* REQUEST
In the items below, how many lines contain the string "positive", matching case exactly? Reply with the number only.

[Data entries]
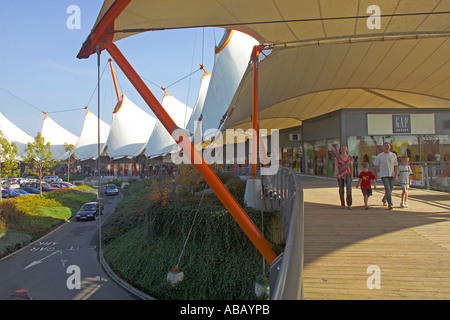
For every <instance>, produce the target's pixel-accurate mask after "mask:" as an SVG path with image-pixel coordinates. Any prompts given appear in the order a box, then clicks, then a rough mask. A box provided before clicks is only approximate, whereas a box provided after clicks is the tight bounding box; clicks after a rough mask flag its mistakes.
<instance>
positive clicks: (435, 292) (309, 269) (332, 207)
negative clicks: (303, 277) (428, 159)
mask: <svg viewBox="0 0 450 320" xmlns="http://www.w3.org/2000/svg"><path fill="white" fill-rule="evenodd" d="M302 185H303V188H304V199H305V269H304V288H305V297H306V299H308V300H322V299H333V300H347V299H366V300H370V299H383V300H386V299H387V300H391V299H420V300H424V299H445V300H448V299H450V197H449V195H448V194H447V193H442V192H436V191H427V190H418V189H411V190H410V198H409V200H408V204H409V208H400V207H399V204H400V195H401V191H400V190H399V189H397V188H396V189H394V192H393V195H394V206H395V208H394V209H393V210H387V209H386V207H384V206H383V205H382V202H381V199H382V197H383V193H384V190H383V188H382V187H381V188H379V189H378V190H376V191H375V190H374V195H373V196H372V197H370V199H369V205H370V206H371V208H370V209H369V210H364V208H363V204H364V203H363V197H362V193H361V191H360V189H356V188H353V210H347V209H345V210H343V209H341V208H340V202H339V195H338V188H337V183H336V181H334V180H326V179H318V178H309V177H308V178H303V177H302ZM371 265H375V266H378V267H379V270H380V282H381V288H380V289H369V288H368V286H367V280H368V278H369V277H370V276H371V275H372V272H370V273H368V272H367V268H368V267H369V266H371Z"/></svg>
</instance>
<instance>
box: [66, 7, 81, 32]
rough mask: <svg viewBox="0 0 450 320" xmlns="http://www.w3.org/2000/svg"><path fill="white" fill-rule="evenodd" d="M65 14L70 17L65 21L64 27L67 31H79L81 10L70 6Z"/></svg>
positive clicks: (79, 26) (68, 7) (80, 23)
mask: <svg viewBox="0 0 450 320" xmlns="http://www.w3.org/2000/svg"><path fill="white" fill-rule="evenodd" d="M66 13H67V14H70V16H69V17H68V18H67V20H66V26H67V28H68V29H69V30H80V29H81V9H80V7H79V6H77V5H74V4H73V5H70V6H68V7H67V10H66Z"/></svg>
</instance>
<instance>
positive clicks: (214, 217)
mask: <svg viewBox="0 0 450 320" xmlns="http://www.w3.org/2000/svg"><path fill="white" fill-rule="evenodd" d="M230 180H232V179H230ZM230 183H231V184H232V185H233V187H232V188H230V191H231V190H233V191H232V192H235V193H237V194H236V195H242V194H243V192H244V190H245V182H240V181H239V180H234V181H230ZM155 191H157V192H155ZM155 193H156V196H155ZM238 198H241V197H238ZM199 201H200V196H195V195H192V194H189V195H182V194H177V193H175V185H174V184H173V183H171V182H170V181H168V180H166V181H163V180H161V181H156V182H155V180H153V181H152V180H147V181H140V182H135V183H132V184H130V186H129V190H128V196H127V197H126V198H125V199H124V200H123V201H122V202H121V203H120V204H119V205H118V206H117V207H116V212H115V213H114V214H113V215H112V216H111V217H110V218H109V219H108V220H107V221H106V223H105V225H104V226H103V228H102V230H103V231H102V245H103V250H104V255H105V258H106V259H107V261H108V263H109V264H110V266H111V267H112V268H113V269H114V270H115V272H117V273H118V274H119V275H120V276H121V277H122V278H124V279H125V280H126V281H128V282H129V283H131V284H132V285H133V286H135V287H137V288H139V289H140V290H142V291H144V292H146V293H147V294H149V295H151V296H153V297H155V298H157V299H164V300H172V299H196V300H202V299H203V300H219V299H220V300H224V299H225V300H230V299H231V300H245V299H255V298H256V295H255V293H254V285H255V281H256V280H257V279H259V278H260V277H261V276H262V274H263V272H264V273H267V272H268V264H267V263H266V269H265V270H263V266H262V257H261V255H260V254H259V252H258V251H257V250H256V248H255V247H254V245H253V244H252V243H251V242H250V240H249V239H248V238H247V236H246V235H245V234H244V232H243V231H242V230H241V229H240V227H239V226H238V224H237V223H236V222H235V221H234V219H233V218H232V217H231V215H230V214H229V213H228V211H227V210H226V209H225V208H224V207H223V205H222V204H221V203H219V202H218V200H217V198H216V197H215V195H206V196H205V198H204V199H203V202H202V204H201V206H200V207H199ZM198 208H200V209H199V211H198V213H197V209H198ZM245 211H246V212H247V214H248V215H249V216H250V218H251V219H252V220H253V221H254V223H255V225H256V226H257V227H258V228H260V224H261V212H259V211H254V210H252V209H250V208H245ZM196 213H197V216H196V218H195V223H193V220H194V217H195V215H196ZM273 216H274V214H271V213H265V214H264V225H265V228H264V229H265V234H266V237H267V238H268V239H269V241H270V238H271V236H270V233H271V230H270V227H269V226H270V225H271V223H270V221H271V219H272V217H273ZM191 226H192V231H191V233H190V236H189V239H188V241H187V244H186V247H185V249H184V252H183V255H182V256H181V260H180V264H179V268H180V269H181V271H182V272H183V273H184V280H183V281H182V282H180V283H179V284H177V285H176V286H172V285H171V284H170V283H169V282H168V281H167V279H166V277H167V273H168V272H169V271H171V270H172V268H173V267H174V266H175V265H176V264H177V262H178V259H179V257H180V254H181V251H182V249H183V245H184V243H185V240H186V238H187V236H188V234H189V232H190V229H191ZM278 251H280V250H278Z"/></svg>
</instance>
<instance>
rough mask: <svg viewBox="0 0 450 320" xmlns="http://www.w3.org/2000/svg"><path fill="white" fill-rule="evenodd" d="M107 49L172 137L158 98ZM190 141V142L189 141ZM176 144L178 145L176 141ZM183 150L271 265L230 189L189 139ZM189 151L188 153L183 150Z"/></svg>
mask: <svg viewBox="0 0 450 320" xmlns="http://www.w3.org/2000/svg"><path fill="white" fill-rule="evenodd" d="M103 45H104V47H105V49H106V50H107V51H108V53H109V54H110V55H111V57H112V58H113V59H114V61H115V62H116V64H117V65H118V66H119V68H120V69H121V70H122V71H123V73H124V74H125V75H126V76H127V78H128V79H129V80H130V82H131V83H132V84H133V86H134V87H135V88H136V90H137V91H138V92H139V94H140V95H141V97H142V98H143V99H144V101H145V102H146V103H147V104H148V106H149V107H150V109H151V110H152V111H153V113H154V114H155V116H156V117H157V118H158V119H159V120H160V121H161V123H162V124H163V126H164V127H165V128H166V130H167V131H168V132H169V133H170V134H171V135H172V133H173V132H174V131H175V130H176V129H177V126H176V124H175V122H174V121H173V120H172V118H171V117H170V116H169V114H168V113H167V112H166V111H165V110H164V108H163V107H162V106H161V104H160V103H159V101H158V100H157V99H156V98H155V96H154V95H153V94H152V92H151V91H150V90H149V89H148V87H147V86H146V85H145V83H144V82H143V81H142V79H141V78H140V77H139V75H138V74H137V73H136V71H135V70H134V69H133V67H132V66H131V65H130V64H129V62H128V61H127V60H126V58H125V57H124V56H123V55H122V53H121V52H120V50H119V49H118V48H117V47H116V45H115V44H114V43H113V42H112V41H110V40H106V41H104V42H103ZM186 140H187V141H186ZM176 142H177V143H178V142H179V141H176ZM181 142H183V145H184V146H185V147H184V148H189V150H188V151H190V155H191V163H193V165H194V166H195V168H196V169H197V170H198V172H199V173H200V174H201V175H202V177H203V178H204V179H205V181H206V182H207V183H208V185H209V186H210V187H211V189H212V190H213V191H214V193H215V194H216V195H217V197H218V198H219V199H220V201H221V202H222V203H223V204H224V206H225V207H226V208H227V210H228V211H229V212H230V214H231V215H232V216H233V218H234V219H235V220H236V222H237V223H238V224H239V226H240V227H241V228H242V230H243V231H244V232H245V234H246V235H247V236H248V237H249V239H250V240H251V241H252V243H253V244H254V245H255V247H256V248H257V249H258V251H259V252H260V253H261V254H262V255H263V257H264V258H265V259H266V261H267V262H268V263H269V264H272V262H273V261H274V260H275V258H276V257H277V255H276V254H275V252H274V251H273V249H272V247H271V246H270V244H269V243H268V242H267V239H266V238H265V237H264V236H263V235H262V234H261V232H260V231H259V230H258V228H257V227H256V226H255V224H254V223H253V221H252V220H251V219H250V218H249V217H248V215H247V214H246V213H245V211H244V210H243V209H242V207H241V206H240V205H239V203H238V202H237V201H236V199H234V197H233V196H232V195H231V193H230V192H229V191H228V189H227V188H226V187H225V186H224V185H223V183H222V181H220V179H219V177H217V175H216V174H215V173H214V171H212V169H211V168H210V166H209V165H208V164H206V162H205V161H204V159H203V157H202V156H201V154H199V153H198V151H197V150H196V149H195V147H194V146H193V145H192V143H191V142H190V141H189V140H188V139H182V141H181ZM184 150H186V149H184Z"/></svg>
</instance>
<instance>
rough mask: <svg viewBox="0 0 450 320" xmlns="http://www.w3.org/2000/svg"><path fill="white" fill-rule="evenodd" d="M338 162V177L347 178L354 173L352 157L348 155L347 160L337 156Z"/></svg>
mask: <svg viewBox="0 0 450 320" xmlns="http://www.w3.org/2000/svg"><path fill="white" fill-rule="evenodd" d="M336 159H337V162H338V172H337V174H338V178H345V176H347V175H351V174H352V166H351V165H352V157H350V156H347V160H344V159H342V157H341V156H336Z"/></svg>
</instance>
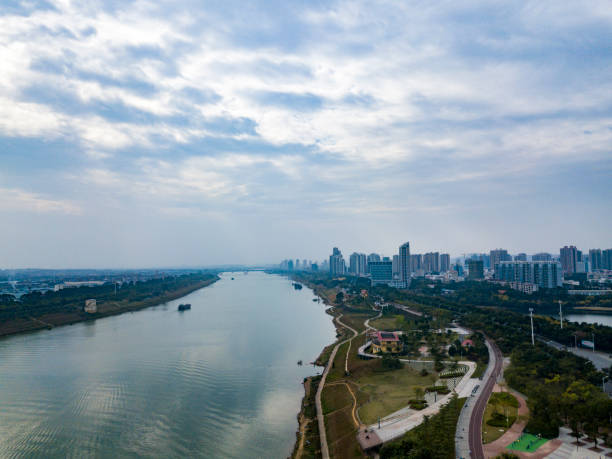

* THE ANSWER
3